# Blanking off toilet flange



## white29 (Sep 18, 2007)

Two ways I can think of. Use a test plug which has a wing nut on top that expands a rubber gasket inside the pipe when tightened. I use these when remodeling. Or go to a plumbing supply(forget the big boxes on this one) and get a blind flange and gasket for whichever size pipe you have and then fasten with closely cut closet bolts.


----------



## Termite (Apr 13, 2008)

If you'll have access to it, I think the test plug is a great idea. 

If you won't be able to get at it, I'd suggest breaking out a little bit of your slab and actually capping the pipe permanently.


----------



## majakdragon (Sep 16, 2006)

Since the pipe from the toilet will not have a trap, I would go with the test plug to guarantee no sewer gases are leaking into the room. You could then make a cover out of the material of your choice to attach to the flange with cut-off closet bolts.


----------



## Earl43 (May 22, 2008)

*How to permanently cap it off?*

How would one permanently cap it off? such that the flange is below floor grade. I would be doing this in a basement. Flange is in a slab. I relocated my basement bathroom and would like to permanently cap the old toilet flange such that I can tile over it. Thank you,
Earl


----------



## white29 (Sep 18, 2007)

If I'm understanding you correctly I believe it could just be concreted flush with the subfloor.


----------



## Alan (Apr 12, 2006)

Where I come from, a test cap or plug is not an approved fitting. :no:

To do it right, you have to get at the pipe below the concrete, and glue on a 3" or 4" cap, whatever size pipe you've got.


----------



## majakdragon (Sep 16, 2006)

Earl. You need to seal the pipe to prevent sewer gases from coming through it. I have stuffed a rag tightly into the pipe and then used concrete to seal it off and smooth the surface. I would advise tying a wire around the rag and bring it up so the concrete will grab it. This prevents the rag from coming loose and going into other drainlines.


----------



## Earl43 (May 22, 2008)

*thanks!*

I appreciate your help!
Earl


----------

**Task goal**
Please list each distinct username that posts in the toilet flange thread above, giving every name only once.

**Dataset entries**
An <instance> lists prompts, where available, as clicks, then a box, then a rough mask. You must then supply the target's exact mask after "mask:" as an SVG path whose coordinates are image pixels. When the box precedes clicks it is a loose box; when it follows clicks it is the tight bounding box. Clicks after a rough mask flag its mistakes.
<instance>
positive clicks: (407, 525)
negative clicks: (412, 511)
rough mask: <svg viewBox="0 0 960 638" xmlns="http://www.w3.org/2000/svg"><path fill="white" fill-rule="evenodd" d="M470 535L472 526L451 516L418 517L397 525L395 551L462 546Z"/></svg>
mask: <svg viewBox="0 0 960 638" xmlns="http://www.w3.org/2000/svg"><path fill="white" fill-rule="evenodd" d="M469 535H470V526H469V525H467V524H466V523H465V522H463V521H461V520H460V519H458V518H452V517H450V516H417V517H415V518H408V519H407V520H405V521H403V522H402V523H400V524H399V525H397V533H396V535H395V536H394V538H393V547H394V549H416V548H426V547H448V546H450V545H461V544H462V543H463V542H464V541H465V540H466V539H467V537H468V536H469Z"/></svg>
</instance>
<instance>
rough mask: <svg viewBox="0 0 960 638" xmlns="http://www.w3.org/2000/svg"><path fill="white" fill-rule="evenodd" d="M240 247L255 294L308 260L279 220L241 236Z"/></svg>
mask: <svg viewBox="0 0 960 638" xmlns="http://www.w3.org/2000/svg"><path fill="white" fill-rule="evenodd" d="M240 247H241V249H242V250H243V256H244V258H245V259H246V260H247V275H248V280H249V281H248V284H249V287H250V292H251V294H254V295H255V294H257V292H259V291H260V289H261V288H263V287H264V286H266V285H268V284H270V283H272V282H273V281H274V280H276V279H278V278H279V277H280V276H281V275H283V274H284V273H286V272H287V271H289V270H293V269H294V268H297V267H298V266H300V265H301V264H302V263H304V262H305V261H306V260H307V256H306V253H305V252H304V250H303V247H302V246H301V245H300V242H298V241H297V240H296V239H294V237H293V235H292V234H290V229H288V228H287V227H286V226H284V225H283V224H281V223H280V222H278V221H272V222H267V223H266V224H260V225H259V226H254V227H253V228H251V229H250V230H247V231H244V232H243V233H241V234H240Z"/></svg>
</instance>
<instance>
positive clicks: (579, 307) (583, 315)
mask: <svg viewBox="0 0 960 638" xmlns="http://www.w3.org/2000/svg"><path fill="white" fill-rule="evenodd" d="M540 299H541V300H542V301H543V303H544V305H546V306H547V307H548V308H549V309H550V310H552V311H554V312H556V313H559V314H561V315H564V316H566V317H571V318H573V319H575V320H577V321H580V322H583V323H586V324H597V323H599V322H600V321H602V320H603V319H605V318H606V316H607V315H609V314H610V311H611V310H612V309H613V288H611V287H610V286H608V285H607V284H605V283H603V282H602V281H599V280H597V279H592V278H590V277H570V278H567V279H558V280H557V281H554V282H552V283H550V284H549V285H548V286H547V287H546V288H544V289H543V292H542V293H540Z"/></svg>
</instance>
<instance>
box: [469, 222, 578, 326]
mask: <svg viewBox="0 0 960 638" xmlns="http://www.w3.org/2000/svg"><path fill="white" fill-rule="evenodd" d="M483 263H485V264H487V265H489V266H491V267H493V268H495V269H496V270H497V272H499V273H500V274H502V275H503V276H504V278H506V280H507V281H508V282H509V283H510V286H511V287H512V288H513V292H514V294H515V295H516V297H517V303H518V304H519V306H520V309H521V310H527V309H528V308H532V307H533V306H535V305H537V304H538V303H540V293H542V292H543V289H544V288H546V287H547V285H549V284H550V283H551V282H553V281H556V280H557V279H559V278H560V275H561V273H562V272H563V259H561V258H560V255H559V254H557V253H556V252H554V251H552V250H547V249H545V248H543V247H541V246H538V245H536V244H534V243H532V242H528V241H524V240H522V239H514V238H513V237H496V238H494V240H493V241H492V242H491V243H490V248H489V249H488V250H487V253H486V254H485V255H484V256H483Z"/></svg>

**Completed exercise**
white29, Termite, majakdragon, Earl43, Alan